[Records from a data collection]
★ ★ ★
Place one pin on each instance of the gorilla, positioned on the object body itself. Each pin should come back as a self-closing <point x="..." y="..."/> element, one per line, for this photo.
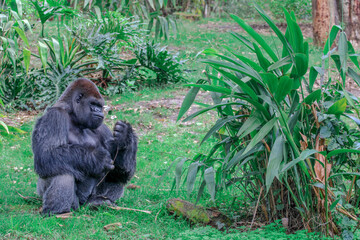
<point x="77" y="157"/>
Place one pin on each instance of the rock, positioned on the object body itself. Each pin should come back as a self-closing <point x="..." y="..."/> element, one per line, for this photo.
<point x="198" y="214"/>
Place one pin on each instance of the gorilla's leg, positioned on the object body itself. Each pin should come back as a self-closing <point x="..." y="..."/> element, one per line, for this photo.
<point x="85" y="188"/>
<point x="106" y="193"/>
<point x="58" y="194"/>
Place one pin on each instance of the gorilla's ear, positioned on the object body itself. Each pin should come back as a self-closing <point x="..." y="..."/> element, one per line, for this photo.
<point x="79" y="97"/>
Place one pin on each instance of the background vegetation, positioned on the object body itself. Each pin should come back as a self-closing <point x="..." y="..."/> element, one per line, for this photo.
<point x="279" y="132"/>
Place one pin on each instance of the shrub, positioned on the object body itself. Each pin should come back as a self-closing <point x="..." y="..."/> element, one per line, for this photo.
<point x="288" y="150"/>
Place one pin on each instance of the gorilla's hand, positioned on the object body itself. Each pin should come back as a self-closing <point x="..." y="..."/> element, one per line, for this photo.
<point x="122" y="131"/>
<point x="102" y="156"/>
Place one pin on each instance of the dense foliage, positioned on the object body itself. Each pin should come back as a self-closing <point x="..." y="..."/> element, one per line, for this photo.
<point x="289" y="144"/>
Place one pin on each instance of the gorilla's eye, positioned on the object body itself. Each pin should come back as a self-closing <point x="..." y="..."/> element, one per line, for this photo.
<point x="78" y="98"/>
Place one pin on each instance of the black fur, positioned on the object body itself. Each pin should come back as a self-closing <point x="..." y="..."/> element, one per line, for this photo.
<point x="74" y="151"/>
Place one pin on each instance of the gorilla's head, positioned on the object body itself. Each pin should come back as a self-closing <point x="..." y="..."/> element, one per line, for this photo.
<point x="84" y="102"/>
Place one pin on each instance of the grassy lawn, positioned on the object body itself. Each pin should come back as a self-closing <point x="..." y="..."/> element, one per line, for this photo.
<point x="162" y="140"/>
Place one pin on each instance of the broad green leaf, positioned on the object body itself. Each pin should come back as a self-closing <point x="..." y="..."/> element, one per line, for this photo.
<point x="209" y="177"/>
<point x="338" y="107"/>
<point x="22" y="35"/>
<point x="276" y="30"/>
<point x="18" y="19"/>
<point x="98" y="13"/>
<point x="333" y="205"/>
<point x="168" y="170"/>
<point x="27" y="57"/>
<point x="343" y="51"/>
<point x="286" y="86"/>
<point x="191" y="176"/>
<point x="4" y="126"/>
<point x="255" y="36"/>
<point x="239" y="156"/>
<point x="151" y="2"/>
<point x="312" y="97"/>
<point x="244" y="68"/>
<point x="282" y="62"/>
<point x="275" y="158"/>
<point x="56" y="48"/>
<point x="354" y="76"/>
<point x="249" y="125"/>
<point x="340" y="151"/>
<point x="352" y="55"/>
<point x="264" y="63"/>
<point x="19" y="7"/>
<point x="260" y="135"/>
<point x="356" y="120"/>
<point x="304" y="155"/>
<point x="244" y="87"/>
<point x="242" y="39"/>
<point x="188" y="101"/>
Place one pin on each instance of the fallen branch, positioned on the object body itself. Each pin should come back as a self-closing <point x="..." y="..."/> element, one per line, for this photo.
<point x="29" y="199"/>
<point x="129" y="209"/>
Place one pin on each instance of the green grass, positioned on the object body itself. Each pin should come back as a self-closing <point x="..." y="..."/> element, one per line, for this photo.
<point x="160" y="143"/>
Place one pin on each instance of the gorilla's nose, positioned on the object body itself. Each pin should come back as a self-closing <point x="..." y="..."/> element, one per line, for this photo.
<point x="98" y="115"/>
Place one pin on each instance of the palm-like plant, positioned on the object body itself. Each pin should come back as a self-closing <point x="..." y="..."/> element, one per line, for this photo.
<point x="272" y="135"/>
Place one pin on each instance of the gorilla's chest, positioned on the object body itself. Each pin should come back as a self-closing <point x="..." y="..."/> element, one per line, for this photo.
<point x="84" y="137"/>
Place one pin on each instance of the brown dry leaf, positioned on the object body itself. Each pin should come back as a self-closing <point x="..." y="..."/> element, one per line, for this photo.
<point x="65" y="215"/>
<point x="129" y="209"/>
<point x="112" y="226"/>
<point x="318" y="168"/>
<point x="133" y="186"/>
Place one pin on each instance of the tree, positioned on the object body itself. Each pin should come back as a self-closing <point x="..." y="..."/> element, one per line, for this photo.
<point x="324" y="16"/>
<point x="352" y="19"/>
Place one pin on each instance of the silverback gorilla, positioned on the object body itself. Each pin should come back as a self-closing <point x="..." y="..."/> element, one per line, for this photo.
<point x="77" y="157"/>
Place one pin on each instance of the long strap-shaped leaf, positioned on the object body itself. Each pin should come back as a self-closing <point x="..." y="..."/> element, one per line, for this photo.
<point x="255" y="36"/>
<point x="276" y="156"/>
<point x="261" y="134"/>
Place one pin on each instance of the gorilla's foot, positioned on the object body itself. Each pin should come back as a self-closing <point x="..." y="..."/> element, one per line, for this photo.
<point x="95" y="202"/>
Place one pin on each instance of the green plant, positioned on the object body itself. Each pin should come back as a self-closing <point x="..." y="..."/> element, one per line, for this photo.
<point x="276" y="143"/>
<point x="15" y="87"/>
<point x="158" y="66"/>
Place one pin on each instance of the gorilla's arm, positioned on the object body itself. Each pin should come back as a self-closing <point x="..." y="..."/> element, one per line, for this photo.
<point x="122" y="145"/>
<point x="53" y="155"/>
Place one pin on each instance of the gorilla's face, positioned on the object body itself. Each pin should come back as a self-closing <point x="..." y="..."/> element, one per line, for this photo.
<point x="87" y="111"/>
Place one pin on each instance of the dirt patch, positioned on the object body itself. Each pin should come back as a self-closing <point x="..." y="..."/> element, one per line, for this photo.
<point x="172" y="104"/>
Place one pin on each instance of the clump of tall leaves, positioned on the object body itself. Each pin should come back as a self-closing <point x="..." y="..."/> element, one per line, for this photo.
<point x="158" y="66"/>
<point x="282" y="140"/>
<point x="15" y="87"/>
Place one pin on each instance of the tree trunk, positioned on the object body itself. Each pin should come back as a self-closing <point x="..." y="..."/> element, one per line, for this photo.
<point x="352" y="18"/>
<point x="324" y="16"/>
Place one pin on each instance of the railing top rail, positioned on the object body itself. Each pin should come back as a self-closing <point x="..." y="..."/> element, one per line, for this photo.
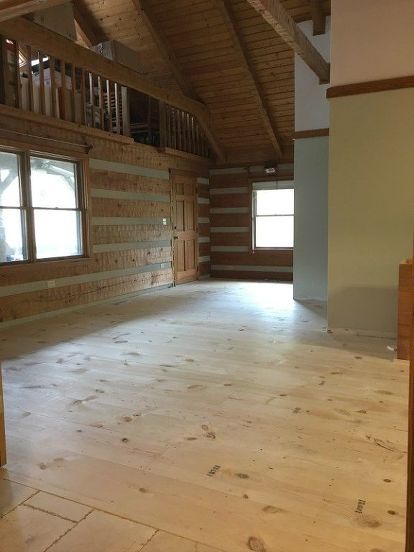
<point x="29" y="33"/>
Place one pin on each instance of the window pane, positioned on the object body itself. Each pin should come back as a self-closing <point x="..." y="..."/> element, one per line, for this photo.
<point x="57" y="233"/>
<point x="53" y="183"/>
<point x="12" y="243"/>
<point x="9" y="180"/>
<point x="274" y="231"/>
<point x="275" y="202"/>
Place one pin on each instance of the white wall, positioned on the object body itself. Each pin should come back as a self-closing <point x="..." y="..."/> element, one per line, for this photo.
<point x="311" y="105"/>
<point x="310" y="255"/>
<point x="372" y="40"/>
<point x="311" y="177"/>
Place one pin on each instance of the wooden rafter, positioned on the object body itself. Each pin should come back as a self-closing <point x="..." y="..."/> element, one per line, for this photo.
<point x="15" y="8"/>
<point x="86" y="25"/>
<point x="244" y="59"/>
<point x="59" y="47"/>
<point x="318" y="17"/>
<point x="147" y="15"/>
<point x="278" y="18"/>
★ ★ ★
### Your instructions
Give the records above as a two-column CSV with the header row "text" and "answer", and one row per record. Put each field in double quotes, replace line breaks inside a field with spaces, and leave the pictures out.

### Task solution
text,answer
"Place one pin on each instance of the gorilla, positioned on the object body itself. Each pin should come back as a self-closing <point x=""..."" y=""...""/> element, one per line, for this photo.","<point x=""77"" y=""157""/>"
"Place one pin on each instance of the rock, positioned on the object body itself. Each pin should come back as a self-closing <point x=""..."" y=""...""/> element, one per line, for this photo.","<point x=""198"" y=""214""/>"
"Place one pin on each instance of the gorilla's leg, positioned on the object body itself. Each pin should come back as a self-closing <point x=""..."" y=""...""/> element, one per line, for this photo.","<point x=""85"" y=""188""/> <point x=""106"" y=""193""/> <point x=""58"" y=""194""/>"
"Place one pin on each instance of the gorilla's ear, positioned on the object body itself. Each pin should come back as a self-closing <point x=""..."" y=""...""/> element, one per line, for this photo.","<point x=""79"" y=""97""/>"
"Place one pin on each instance of the background vegetation, positioned on the object body itself. Each pin should come back as a self-closing <point x=""..."" y=""...""/> element, one per line, for this photo.","<point x=""279"" y=""132""/>"
"Place one pin on each instance of the shrub, positioned on the object body itself. Each pin should come back as a self-closing <point x=""..."" y=""...""/> element, one per line, for this photo.","<point x=""288"" y=""150""/>"
"Place one pin on each instance of the gorilla's hand, positioned on the object body itself. Each pin should come back as a self-closing <point x=""..."" y=""...""/> element, one per line, for this photo.","<point x=""122"" y=""131""/> <point x=""102"" y=""156""/>"
"Place one pin on each instance of the dense foliage, positioned on the object body itself. Each pin should come back as a self-closing <point x=""..."" y=""...""/> element, one per line, for this photo.","<point x=""289"" y=""144""/>"
"Place one pin on each instance of the gorilla's eye, positioned on the object body itself. Each pin should come back as a self-closing <point x=""..."" y=""...""/> element, one per line, for this photo.","<point x=""78"" y=""98""/>"
"Place one pin on each instance of the black fur, positioned on the object body itself. Each pin should come back as a self-closing <point x=""..."" y=""...""/> element, one per line, for this photo.","<point x=""74"" y=""151""/>"
"Place one pin on each instance of the gorilla's head, positioned on the object body itself. Each pin should come back as a self-closing <point x=""..."" y=""...""/> element, one per line, for this photo.","<point x=""84"" y=""102""/>"
"Place one pin on each instance of the grassy lawn, positioned on the object body itself. Each pin should come back as a self-closing <point x=""..."" y=""...""/> element, one per line, for this photo.","<point x=""162"" y=""140""/>"
"Place one pin on each instance of the broad green leaf, positioned on the object body itself. Each pin should come back as a self-closing <point x=""..."" y=""...""/> element, one per line, for this photo.","<point x=""209"" y=""177""/> <point x=""338"" y=""107""/> <point x=""22"" y=""35""/> <point x=""276"" y=""30""/> <point x=""18"" y=""19""/> <point x=""98"" y=""13""/> <point x=""333"" y=""205""/> <point x=""168"" y=""170""/> <point x=""27"" y=""57""/> <point x=""343"" y=""51""/> <point x=""286"" y=""86""/> <point x=""191"" y=""176""/> <point x=""4"" y=""126""/> <point x=""255"" y=""36""/> <point x=""239"" y=""156""/> <point x=""151"" y=""2""/> <point x=""312"" y=""97""/> <point x=""244"" y=""68""/> <point x=""282"" y=""62""/> <point x=""275"" y=""158""/> <point x=""56"" y=""48""/> <point x=""354"" y=""76""/> <point x=""249"" y=""125""/> <point x=""340"" y=""151""/> <point x=""352"" y=""55""/> <point x=""264"" y=""63""/> <point x=""19"" y=""7""/> <point x=""260"" y=""135""/> <point x=""356"" y=""120""/> <point x=""304"" y=""155""/> <point x=""244"" y=""87""/> <point x=""242"" y=""39""/> <point x=""188"" y=""101""/>"
"Place one pin on each instance of the fallen branch, positioned on the object body itself. Each pin should come back as a self-closing <point x=""..."" y=""...""/> element, one per line, for this photo.","<point x=""29"" y=""199""/> <point x=""129"" y=""209""/>"
"Place one pin on each instance of the green grass, positioned on the object body itself. Each pin should come back as a self-closing <point x=""..."" y=""...""/> element, one per line, for this photo.","<point x=""160"" y=""143""/>"
"Place one pin on each instance of the gorilla's nose, positioned on the object body itself. Each pin should come back as a self-closing <point x=""..."" y=""...""/> element, one per line, for this photo.","<point x=""98"" y=""115""/>"
"Place one pin on each instance of the palm-like plant, positioned on the object body itself. Each pin should come back as a self-closing <point x=""..."" y=""...""/> element, one per line, for this photo.","<point x=""272"" y=""135""/>"
"Place one pin on each instance of the gorilla's chest, positioned on the object body itself. Each pin should come back as a self-closing <point x=""..."" y=""...""/> element, one per line, for this photo.","<point x=""84"" y=""137""/>"
"Place one pin on each instance of the brown dry leaf, positioned on the object body itself. Each pin should come back as a self-closing <point x=""..."" y=""...""/> element, one per line, for this photo.","<point x=""65"" y=""215""/> <point x=""129"" y=""209""/> <point x=""112"" y=""226""/> <point x=""318"" y=""168""/> <point x=""133"" y=""186""/>"
"Place one pin on each instance of the tree, positioned on the object body itself. Each pin should come back as a self-closing <point x=""..."" y=""...""/> element, one per line, for this photo.","<point x=""324"" y=""16""/> <point x=""352"" y=""19""/>"
"Place one pin on each instance of the silverback gorilla, positioned on the object body itself. Each pin should come back as a self-closing <point x=""..."" y=""...""/> element, one per line, for this photo.","<point x=""77"" y=""157""/>"
"Place one pin on each instance of the long strap-shaped leaf, positioned on the object body itself. Each pin should come back as a self-closing <point x=""..."" y=""...""/> element, one per line, for this photo.","<point x=""255"" y=""36""/> <point x=""276"" y=""156""/> <point x=""261"" y=""134""/>"
"Place one pin on each instance of the gorilla's foot, positioned on the object body itself. Each pin should come back as a self-closing <point x=""..."" y=""...""/> element, one per line, for this photo.","<point x=""95"" y=""202""/>"
"Place one pin on each instance of the green plant, positioned on the object body itself. Each pin should come back as a self-closing <point x=""..."" y=""...""/> element, one per line, for this photo.","<point x=""276"" y=""143""/> <point x=""15"" y=""87""/> <point x=""158"" y=""66""/>"
"Place one pin on each instance of the gorilla's arm, positioned on the object body itself. Each pin should come back as a self-closing <point x=""..."" y=""...""/> element, one per line, for this photo.","<point x=""122"" y=""145""/> <point x=""53"" y=""155""/>"
"Place one pin on each instance of the gorilla's face, positioned on the object body itself. Each pin should come back as a self-closing <point x=""..."" y=""...""/> element, one per line, for this photo.","<point x=""87"" y=""111""/>"
"Place one pin on each instance of the dirt patch, positioned on the object body itself. Each pin should come back as a self-closing <point x=""..."" y=""...""/> element, one per line, for this photo.","<point x=""172"" y=""104""/>"
"Place one pin on each instance of the clump of tall leaves, positioned on the object body itself. Each pin should come back as a self-closing <point x=""..."" y=""...""/> element, one per line, for this photo.","<point x=""158"" y=""66""/> <point x=""282"" y=""140""/> <point x=""15"" y=""87""/>"
"Place one pin on each instance of the tree trunk, positioned on the object body itself. Each pin should come back as a self-closing <point x=""..."" y=""...""/> element, one per line, for this photo.","<point x=""352"" y=""18""/> <point x=""324"" y=""16""/>"
"Place one pin on each instance of the railing top rail, positioned on the object body itself. Each pin should come back as a self-closing <point x=""..."" y=""...""/> element, one per line, for this photo.","<point x=""29"" y=""33""/>"
"Place one pin on each instance of the window pane, positioned on the object body itself. Each pin should come back as a self-closing <point x=""..."" y=""...""/> element, one per line, for this photo.","<point x=""57"" y=""233""/> <point x=""53"" y=""183""/> <point x=""12"" y=""243""/> <point x=""9"" y=""180""/> <point x=""274"" y=""231""/> <point x=""275"" y=""202""/>"
"Place one pin on each instance of the white wall, positioned on the object body itself. Each pin should come back as a self-closing <point x=""..."" y=""...""/> element, one per line, for this photo.","<point x=""311"" y=""105""/> <point x=""310"" y=""255""/> <point x=""372"" y=""40""/> <point x=""311"" y=""177""/>"
"Place one pin on each instance of the wooden rafter, positioned on the object body itself. Each pin should come back as a self-closing <point x=""..."" y=""...""/> element, one per line, for this photo.","<point x=""15"" y=""8""/> <point x=""86"" y=""25""/> <point x=""244"" y=""59""/> <point x=""59"" y=""47""/> <point x=""318"" y=""17""/> <point x=""147"" y=""15""/> <point x=""278"" y=""18""/>"